EXCERPT:
* begin *

Crude oil deliveries to refiners, meanwhile, have been declining as they usually do this time of year when demand for gasoline makes its seasonal move downward following the end of the summer driving season. Retail gasoline prices have fallen from the peak of $3.22 a gallon in May to $2.76 a gallon as of this week, according to the Energy Department.

To be sure, some consumers are beginning to feel the pinch. The price of heating oil is expected to rise more than 16 percent this winter, although a mild winter could send prices tumbling again as they did last January.

“Our (crude) inventory situation is pretty much in line with where it’s been,” said George Winslow, a heating oil dealer in Manchester, N.H. “So you scratch your head and say, ‘Why is the price where it is?'”

One big reason for this apparent paradox is that much of the run–up in prices is being fueled by demand from investors, not consumers. Investors have stocking up on oil futures for a variety of reasons. Earlier this summer, many were betting a strong hurricane or two in the Gulf of Mexico could lead to Katrina-like supply cutoffs to the U.S. market.

More recently, worries have centered on events in the Middle East.  Published reports that the U.S. was considering attacks on Iran’s nuclear facilities have helped sparked fears of a potential supply shortage, said Bill O’Grady, an energy analyst at A.G. Edwards.

“There are a number of things pointing to that possibility,” he said. “Thus, it makes sense to buy oil as a protection against such an event.”

O’Grady says that investors have another reason to stock up on oil: as a hedge against inflation. After recently cutting interest rates to ease a widespread credit crunch — even as inflation remains at the high end of the Federal Reserve's supposed target range — the central bank has shifted its stance to promoting economic growth. That has some investors conscerned about a possible resurgence of inflation, said O’Grady.

“That tells you tell own real assets,” he said. “And the queen of real assets is oil.”

Though many of those who are buying oil in the futures market never intend to actually use it, the impact is very real for those who do. Still the impact on the global economy has been fairly mild — at least so far.

* end *

MATERIAL:
* begin *

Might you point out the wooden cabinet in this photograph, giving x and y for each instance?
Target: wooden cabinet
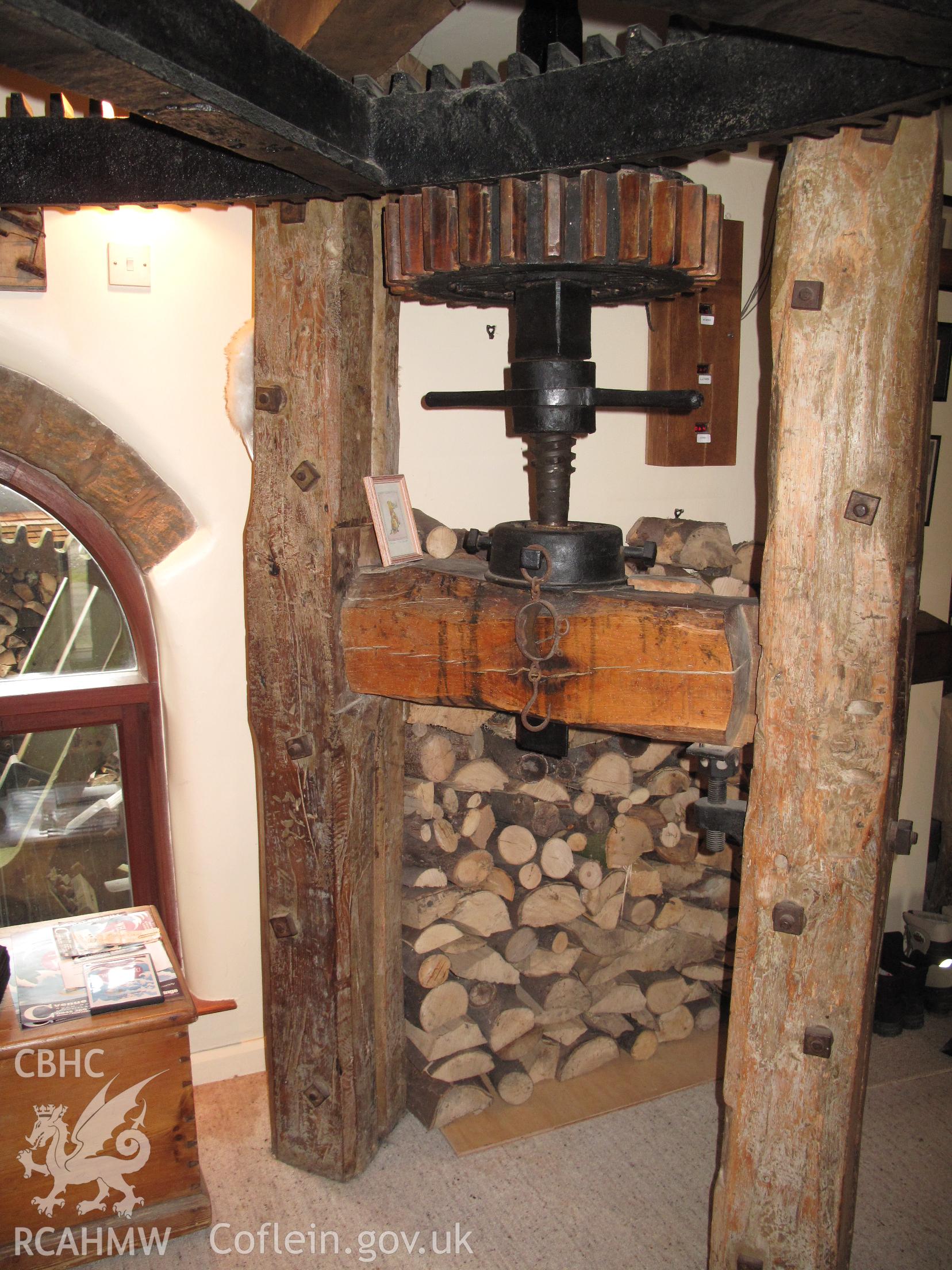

* end *

Reproduce the oil price article word for word, starting at "O’Grady says that" and ending at "inflation, said O’Grady.".

FULL RESPONSE:
O’Grady says that investors have another reason to stock up on oil: as a hedge against inflation. After recently cutting interest rates to ease a widespread credit crunch — even as inflation remains at the high end of the Federal Reserve's supposed target range — the central bank has shifted its stance to promoting economic growth. That has some investors conscerned about a possible resurgence of inflation, said O’Grady.